_SUPPLIED PASSAGE_
_ _ _ _
Lee Odden

Session: Build Investment Interest in Your SEO/SEM Firm

Pat Hall Anne Kennedy

How to Build Investment Interest in Your SEO/SEM with an introduction by Anne Kennedy and a presentation by Patricia Hall, Investment Banker, Hallmark Capital. If you own and/or are running a fast growing search marketing agency and want to gain more insight into making your firm more valuable for acquisition/investment, then this session is for you.

Pat Hall

What Wall Street looks at.

  • Client list is important. Keep in mind, if you have big name clients now, what will you need to do to keep them.
  • Nature of revenues. Are they one time projects or are they retainer based? One time projects can be good if you specialize and can go to all the other players in a category.
  • Technology strategy. For example, if you’ve created a software application to mine keyword data, that is valuable.
_ _ _ _
Dataset excerpts
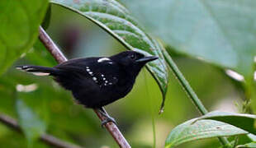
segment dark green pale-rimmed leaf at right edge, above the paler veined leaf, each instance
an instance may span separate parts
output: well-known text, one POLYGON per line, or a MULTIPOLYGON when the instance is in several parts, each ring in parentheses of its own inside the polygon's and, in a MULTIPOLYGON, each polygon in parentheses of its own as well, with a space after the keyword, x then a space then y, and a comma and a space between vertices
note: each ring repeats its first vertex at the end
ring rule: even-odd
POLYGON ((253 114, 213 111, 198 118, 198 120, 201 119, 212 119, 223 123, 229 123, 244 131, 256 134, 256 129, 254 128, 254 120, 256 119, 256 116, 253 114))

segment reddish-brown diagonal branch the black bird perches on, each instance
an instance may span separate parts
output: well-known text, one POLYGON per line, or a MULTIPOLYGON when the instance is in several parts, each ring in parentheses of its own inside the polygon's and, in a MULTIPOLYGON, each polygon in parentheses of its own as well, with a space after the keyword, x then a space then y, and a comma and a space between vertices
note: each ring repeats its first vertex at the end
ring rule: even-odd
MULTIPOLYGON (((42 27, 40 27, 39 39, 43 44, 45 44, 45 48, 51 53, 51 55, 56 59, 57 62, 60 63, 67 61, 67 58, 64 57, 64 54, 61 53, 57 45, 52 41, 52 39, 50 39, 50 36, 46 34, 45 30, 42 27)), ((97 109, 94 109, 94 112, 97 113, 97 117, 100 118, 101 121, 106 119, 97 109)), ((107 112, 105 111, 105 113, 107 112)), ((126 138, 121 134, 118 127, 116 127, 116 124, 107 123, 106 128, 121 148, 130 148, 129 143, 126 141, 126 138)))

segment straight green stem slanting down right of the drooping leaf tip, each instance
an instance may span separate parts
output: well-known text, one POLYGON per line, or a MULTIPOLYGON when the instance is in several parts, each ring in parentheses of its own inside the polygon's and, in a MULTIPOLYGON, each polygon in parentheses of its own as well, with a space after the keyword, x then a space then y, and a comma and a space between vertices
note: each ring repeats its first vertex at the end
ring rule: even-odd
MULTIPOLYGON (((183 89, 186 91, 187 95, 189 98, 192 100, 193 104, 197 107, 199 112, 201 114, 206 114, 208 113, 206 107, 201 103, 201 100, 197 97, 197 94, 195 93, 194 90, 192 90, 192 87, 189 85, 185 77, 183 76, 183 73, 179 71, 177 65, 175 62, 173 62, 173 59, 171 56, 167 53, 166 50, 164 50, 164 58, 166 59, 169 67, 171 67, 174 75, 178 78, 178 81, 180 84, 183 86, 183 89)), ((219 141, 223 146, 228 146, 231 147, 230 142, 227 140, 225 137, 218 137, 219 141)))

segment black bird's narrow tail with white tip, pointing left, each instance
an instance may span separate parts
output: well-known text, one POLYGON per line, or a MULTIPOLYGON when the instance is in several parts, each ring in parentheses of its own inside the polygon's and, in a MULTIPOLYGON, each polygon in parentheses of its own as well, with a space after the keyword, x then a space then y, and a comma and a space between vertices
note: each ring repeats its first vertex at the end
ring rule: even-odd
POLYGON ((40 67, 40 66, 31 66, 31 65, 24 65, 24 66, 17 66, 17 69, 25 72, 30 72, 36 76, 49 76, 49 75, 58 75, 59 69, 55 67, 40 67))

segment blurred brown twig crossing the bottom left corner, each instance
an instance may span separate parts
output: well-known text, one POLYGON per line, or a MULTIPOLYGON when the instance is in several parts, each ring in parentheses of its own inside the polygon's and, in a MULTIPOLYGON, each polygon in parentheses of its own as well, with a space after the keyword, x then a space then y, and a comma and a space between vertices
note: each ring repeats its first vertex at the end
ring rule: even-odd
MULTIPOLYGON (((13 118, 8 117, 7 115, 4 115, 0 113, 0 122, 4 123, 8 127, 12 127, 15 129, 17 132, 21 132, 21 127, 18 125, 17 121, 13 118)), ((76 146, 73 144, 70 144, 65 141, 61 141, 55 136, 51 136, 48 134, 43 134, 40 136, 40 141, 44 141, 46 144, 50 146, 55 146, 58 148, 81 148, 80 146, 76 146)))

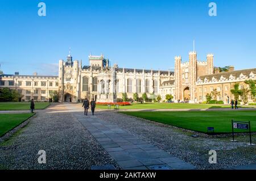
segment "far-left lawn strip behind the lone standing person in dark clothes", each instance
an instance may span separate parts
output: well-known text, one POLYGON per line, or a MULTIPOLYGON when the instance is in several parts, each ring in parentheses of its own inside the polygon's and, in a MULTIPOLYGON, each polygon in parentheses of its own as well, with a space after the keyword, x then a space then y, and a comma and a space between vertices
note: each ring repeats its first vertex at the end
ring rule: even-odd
_ _ _ _
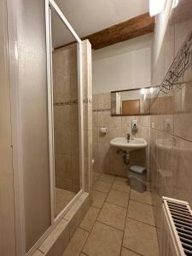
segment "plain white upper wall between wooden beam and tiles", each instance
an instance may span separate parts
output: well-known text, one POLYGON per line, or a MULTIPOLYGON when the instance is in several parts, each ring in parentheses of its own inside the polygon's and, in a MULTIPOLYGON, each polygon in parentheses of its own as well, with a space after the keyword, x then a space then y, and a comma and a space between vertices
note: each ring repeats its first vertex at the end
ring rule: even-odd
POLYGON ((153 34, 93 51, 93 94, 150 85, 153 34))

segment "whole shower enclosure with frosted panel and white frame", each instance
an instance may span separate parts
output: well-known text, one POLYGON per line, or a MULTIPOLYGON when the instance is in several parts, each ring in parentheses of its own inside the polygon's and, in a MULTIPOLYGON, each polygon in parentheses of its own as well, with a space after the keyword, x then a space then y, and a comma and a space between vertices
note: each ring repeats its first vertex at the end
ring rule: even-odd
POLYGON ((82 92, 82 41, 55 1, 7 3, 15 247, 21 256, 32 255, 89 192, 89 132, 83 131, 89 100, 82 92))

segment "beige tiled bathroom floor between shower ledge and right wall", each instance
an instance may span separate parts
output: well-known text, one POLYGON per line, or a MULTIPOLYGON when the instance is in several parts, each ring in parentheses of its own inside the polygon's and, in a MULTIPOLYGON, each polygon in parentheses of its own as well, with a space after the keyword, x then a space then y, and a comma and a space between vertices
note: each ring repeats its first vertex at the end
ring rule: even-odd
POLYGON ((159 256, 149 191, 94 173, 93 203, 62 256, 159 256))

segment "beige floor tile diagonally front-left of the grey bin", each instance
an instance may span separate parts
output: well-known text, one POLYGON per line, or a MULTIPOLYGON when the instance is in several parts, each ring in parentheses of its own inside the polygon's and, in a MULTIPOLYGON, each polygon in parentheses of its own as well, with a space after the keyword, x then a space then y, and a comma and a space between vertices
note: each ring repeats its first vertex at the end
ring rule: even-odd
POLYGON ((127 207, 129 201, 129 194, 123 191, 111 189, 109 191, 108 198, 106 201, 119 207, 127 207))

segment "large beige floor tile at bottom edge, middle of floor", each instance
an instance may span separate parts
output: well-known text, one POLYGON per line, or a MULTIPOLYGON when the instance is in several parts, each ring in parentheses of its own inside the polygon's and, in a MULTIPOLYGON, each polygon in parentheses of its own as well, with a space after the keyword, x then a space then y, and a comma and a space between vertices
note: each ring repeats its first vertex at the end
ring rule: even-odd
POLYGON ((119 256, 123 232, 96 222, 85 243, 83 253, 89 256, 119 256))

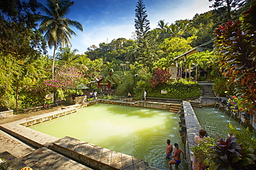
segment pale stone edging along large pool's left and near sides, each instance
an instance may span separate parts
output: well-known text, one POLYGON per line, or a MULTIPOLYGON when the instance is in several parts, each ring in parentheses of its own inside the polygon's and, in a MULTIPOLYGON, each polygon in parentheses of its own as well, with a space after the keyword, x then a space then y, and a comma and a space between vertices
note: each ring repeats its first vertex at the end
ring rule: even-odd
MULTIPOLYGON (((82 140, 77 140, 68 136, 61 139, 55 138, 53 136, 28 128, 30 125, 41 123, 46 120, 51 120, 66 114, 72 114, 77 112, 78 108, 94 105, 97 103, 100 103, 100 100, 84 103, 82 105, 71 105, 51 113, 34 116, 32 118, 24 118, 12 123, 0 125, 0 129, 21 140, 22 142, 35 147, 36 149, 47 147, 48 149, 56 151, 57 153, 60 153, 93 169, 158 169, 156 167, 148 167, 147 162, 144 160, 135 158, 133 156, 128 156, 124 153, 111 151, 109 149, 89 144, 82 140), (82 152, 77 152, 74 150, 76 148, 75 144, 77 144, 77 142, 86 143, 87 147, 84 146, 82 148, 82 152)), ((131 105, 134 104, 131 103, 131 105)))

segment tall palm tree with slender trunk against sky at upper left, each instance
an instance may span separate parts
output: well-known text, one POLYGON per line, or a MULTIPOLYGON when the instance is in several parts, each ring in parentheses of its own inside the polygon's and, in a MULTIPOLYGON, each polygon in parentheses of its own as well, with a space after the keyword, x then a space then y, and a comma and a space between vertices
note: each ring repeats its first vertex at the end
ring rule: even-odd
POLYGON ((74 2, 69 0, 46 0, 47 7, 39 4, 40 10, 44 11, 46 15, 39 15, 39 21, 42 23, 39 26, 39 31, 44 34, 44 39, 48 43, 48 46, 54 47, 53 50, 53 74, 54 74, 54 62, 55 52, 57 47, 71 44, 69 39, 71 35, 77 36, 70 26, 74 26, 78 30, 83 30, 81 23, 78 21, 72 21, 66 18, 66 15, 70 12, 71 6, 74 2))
_ _ _ _
_LIST OF TASKS_
**1)** Change the session notes by rewriting everything from "How to Build" down to "Street looks at.", with "search marketing agency" replaced by "digital marketing agency".
**2)** Answer these questions from the session notes:
(a) Who gives the introduction to the session?
(b) Which firm is Patricia Hall with?
(c) What example of a valuable technology strategy is given?
**3)** List every factor that the session notes say Wall Street looks at.

_RESULTS BY TASK_
**1)**
How to Build Investment Interest in Your SEO/SEM with an introduction by Anne Kennedy and a presentation by Patricia Hall, Investment Banker, Hallmark Capital. If you own and/or are running a fast growing digital marketing agency and want to gain more insight into making your firm more valuable for acquisition/investment, then this session is for you.

Pat Hall

What Wall Street looks at.

**2)**
(a) Anne Kennedy.
(b) Hallmark Capital.
(c) Having created a software application to mine keyword data.

**3)**
- Client list
- Nature of revenues
- Technology strategy